*DIRECTIVE*
Retype all the records with nothing changed.

*DATA ENTRIES*
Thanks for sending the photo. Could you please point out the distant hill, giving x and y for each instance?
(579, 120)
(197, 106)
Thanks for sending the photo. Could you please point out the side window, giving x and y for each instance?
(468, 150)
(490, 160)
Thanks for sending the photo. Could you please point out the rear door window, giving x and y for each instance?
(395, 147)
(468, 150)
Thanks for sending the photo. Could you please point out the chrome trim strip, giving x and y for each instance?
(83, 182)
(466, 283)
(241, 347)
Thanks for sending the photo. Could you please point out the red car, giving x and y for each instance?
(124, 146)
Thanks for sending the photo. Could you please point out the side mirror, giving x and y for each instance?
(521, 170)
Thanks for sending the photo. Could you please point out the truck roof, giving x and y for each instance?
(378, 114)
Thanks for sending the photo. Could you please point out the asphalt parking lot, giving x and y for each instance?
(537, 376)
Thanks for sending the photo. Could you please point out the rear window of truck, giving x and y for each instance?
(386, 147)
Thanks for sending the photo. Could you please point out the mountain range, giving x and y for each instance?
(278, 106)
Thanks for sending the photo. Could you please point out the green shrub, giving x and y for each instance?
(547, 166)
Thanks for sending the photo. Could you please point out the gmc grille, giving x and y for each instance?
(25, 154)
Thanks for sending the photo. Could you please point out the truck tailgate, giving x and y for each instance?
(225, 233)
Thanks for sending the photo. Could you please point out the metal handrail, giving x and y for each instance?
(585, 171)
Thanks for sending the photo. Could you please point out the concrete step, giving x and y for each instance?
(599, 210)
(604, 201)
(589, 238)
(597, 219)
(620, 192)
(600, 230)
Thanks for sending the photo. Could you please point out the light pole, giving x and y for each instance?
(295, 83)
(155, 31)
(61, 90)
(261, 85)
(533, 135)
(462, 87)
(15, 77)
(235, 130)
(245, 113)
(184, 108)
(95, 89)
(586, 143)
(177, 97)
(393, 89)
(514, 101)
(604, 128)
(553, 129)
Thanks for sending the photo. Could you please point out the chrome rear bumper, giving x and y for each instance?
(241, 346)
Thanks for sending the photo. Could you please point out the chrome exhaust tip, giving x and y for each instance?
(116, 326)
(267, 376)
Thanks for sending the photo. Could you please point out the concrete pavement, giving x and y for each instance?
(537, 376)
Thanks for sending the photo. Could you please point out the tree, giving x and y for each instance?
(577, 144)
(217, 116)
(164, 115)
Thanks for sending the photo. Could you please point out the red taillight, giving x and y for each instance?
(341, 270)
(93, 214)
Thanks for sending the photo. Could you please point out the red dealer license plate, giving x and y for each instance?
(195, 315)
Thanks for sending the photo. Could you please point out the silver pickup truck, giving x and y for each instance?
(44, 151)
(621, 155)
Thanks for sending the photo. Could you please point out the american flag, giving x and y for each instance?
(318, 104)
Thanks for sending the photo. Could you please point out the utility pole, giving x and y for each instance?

*RESPONSE TO THE EXERCISE*
Thanks for sending the photo. Could you please point out the distant hill, giving x and y for each instance?
(579, 120)
(197, 106)
Thanks for sending the photo. Could you please point out the side window, giving x and y for each instance?
(468, 150)
(490, 160)
Thanks for sending the photo. Could you please point out the rear door window, giving x and y for each instance?
(395, 147)
(468, 150)
Thanks for sending the photo. Could you please point out the chrome trim strip, giving x and y for each instance?
(83, 182)
(466, 283)
(241, 347)
Thanks for sending the photo. Could you please point out the red car, giving x and y for each instance?
(124, 146)
Thanks for sending the photo. Could you please point out the side mirror, giving x and y for each instance?
(521, 170)
Thanks for sending the photo. Could you please point out the truck roof, giving x and y for each instance?
(378, 114)
Thanks for sending the photo. Could you please point out the asphalt parking lot, giving x and y for each instance?
(537, 376)
Thanks for sending the photo. Could you please point out the rear window of truck, giving x and y for each instance?
(386, 147)
Thanks for sending the photo. Could you please point out the mountain range, giving x and y for each instance?
(278, 106)
Thanks for sending the photo. Could you please point out the green shrub, giving x and y for each instance?
(547, 166)
Thanks for sending the photo. Could you please point out the gmc grille, giving x and y for each instance?
(25, 154)
Thanks for sending the photo. Could you please point out the truck tailgate, giving x and y for each instance?
(225, 233)
Thanks for sending the photo. Could you please point out the metal handrail, giving x and y for each instance?
(585, 171)
Thanks for sending the photo. Could you please point out the concrete step, giving x and y for each instance?
(599, 210)
(604, 201)
(589, 238)
(597, 219)
(620, 192)
(600, 230)
Thanks for sending the photo. Could you please point out the light pole, giving x and y for each instance?
(295, 83)
(155, 31)
(61, 90)
(261, 85)
(533, 135)
(462, 87)
(15, 77)
(235, 130)
(245, 113)
(184, 108)
(95, 89)
(586, 143)
(177, 97)
(393, 89)
(514, 101)
(604, 128)
(553, 129)
Thanks for sending the photo. Could you please point out the chrome rear bumper, giving x and y for each instance?
(241, 346)
Thanks for sending the photo. Could you please point out the chrome exhaust tip, giving x and y for each instance?
(116, 326)
(267, 376)
Thanks for sending the photo. Could you please point out the concrete pavement, giving x and y for each instance?
(537, 376)
Thanks for sending the photo. Could you please point out the tree, giving x and y for each instance?
(577, 144)
(217, 116)
(164, 115)
Thanks for sending the photo. Could you please point out the red taillight, giving x and y for each instance?
(341, 270)
(93, 214)
Thanks for sending the photo. Could you please point out the red dealer license plate, giving x and y for each instance?
(195, 315)
Thanks for sending the photo. Could you please point out the silver pickup truck, giving x and y for each instance?
(44, 151)
(621, 155)
Thanks for sending the photo. Could you please point out the american flag, giving x and y for each instance?
(318, 104)
Thanks for sending the photo. Could you please point out the utility pole, giving x and y for each instance?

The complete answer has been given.